What you will do:
1: In the text on IAPT, what proportion of people entering treatment can be shown to have demonstrably improved?
2: Rewrite the paragraph of the text on IAPT beginning "You will therefore be barely able" as a short list that keeps its main facts.
3: In the text on IAPT, reproduce the passage from "The Human Givens" up to and including "essence of Human Givens.", replacing "NHS" with "National Health Service".

Evidence of NHS failure with nationwide depression counselling
IAPT stands for Improving Access to Psychological Therapies and is the NHS flagship policy to bring fast and effective therapy (principally Cognitive Behavioural Therapy (CBT)) to a grateful nation as it struggles with our epidemic of depression and anxieties. It is easy to be critical of such efforts – and suggesting the inevitability of NHS failure.
You will therefore be barely able to imagine my surprise to learn the results of an evaluation study on the effectiveness of IAPT. Shockingly few patients are being helped by the programme; that it costs three times more than it was originally budgeted for and that it was relying almost solely on Cognitive Behavioural Therapy (CBT) as treatment. Barry McInnes in Therapy Today has summarised the results:
“The combination of many people either not achieving a ‘case’ level of distress and/ or high levels of drop-out is contributing to the fact that little more than one in 10 of people entering treatment can be shown to have demonstrably improved. So not only is IAPT significantly under-performing against its stated aims, but it is costing over three times more than was originally estimated.”
The Human Givens Blog is the best place to go to get the essence of the evidence found against IAPT. And there you will also find a summary of some of the evidence that shows the superiority of Human Givens. Implied by this of course is the thought that if only the NHS adopted Human Givens, our problems would be over. That HG would transform IAPT. But utterly failing to consider the far more likely outcome – that if this did happen, then the NHS would destroy the essence of Human Givens.

Given entries:

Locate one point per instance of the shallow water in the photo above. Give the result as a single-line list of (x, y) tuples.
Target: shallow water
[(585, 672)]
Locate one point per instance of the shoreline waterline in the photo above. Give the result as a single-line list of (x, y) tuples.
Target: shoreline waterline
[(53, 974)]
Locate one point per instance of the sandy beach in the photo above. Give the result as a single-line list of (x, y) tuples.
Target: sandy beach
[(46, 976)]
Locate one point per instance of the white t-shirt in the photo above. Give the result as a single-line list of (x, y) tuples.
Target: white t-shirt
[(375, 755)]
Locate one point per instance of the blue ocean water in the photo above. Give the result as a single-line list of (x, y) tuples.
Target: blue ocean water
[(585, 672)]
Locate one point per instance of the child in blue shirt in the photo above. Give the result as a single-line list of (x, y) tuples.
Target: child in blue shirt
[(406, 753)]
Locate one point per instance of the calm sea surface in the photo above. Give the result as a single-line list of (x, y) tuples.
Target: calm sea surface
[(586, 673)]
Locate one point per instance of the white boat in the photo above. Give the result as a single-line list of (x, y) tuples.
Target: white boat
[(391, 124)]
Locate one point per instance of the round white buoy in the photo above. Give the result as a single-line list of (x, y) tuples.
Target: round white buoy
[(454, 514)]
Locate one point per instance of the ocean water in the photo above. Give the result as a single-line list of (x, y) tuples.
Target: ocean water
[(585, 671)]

Answers by item number:
1: Little more than one in 10.

2:
- An evaluation study examined the effectiveness of IAPT.
- Very few patients are being helped by the programme.
- It costs three times more than originally budgeted.
- It relies almost solely on Cognitive Behavioural Therapy (CBT) as treatment.
- Barry McInnes summarized the results in Therapy Today.

3:
The Human Givens Blog is the best place to go to get the essence of the evidence found against IAPT. And there you will also find a summary of some of the evidence that shows the superiority of Human Givens. Implied by this of course is the thought that if only the National Health Service adopted Human Givens, our problems would be over. That HG would transform IAPT. But utterly failing to consider the far more likely outcome – that if this did happen, then the National Health Service would destroy the essence of Human Givens.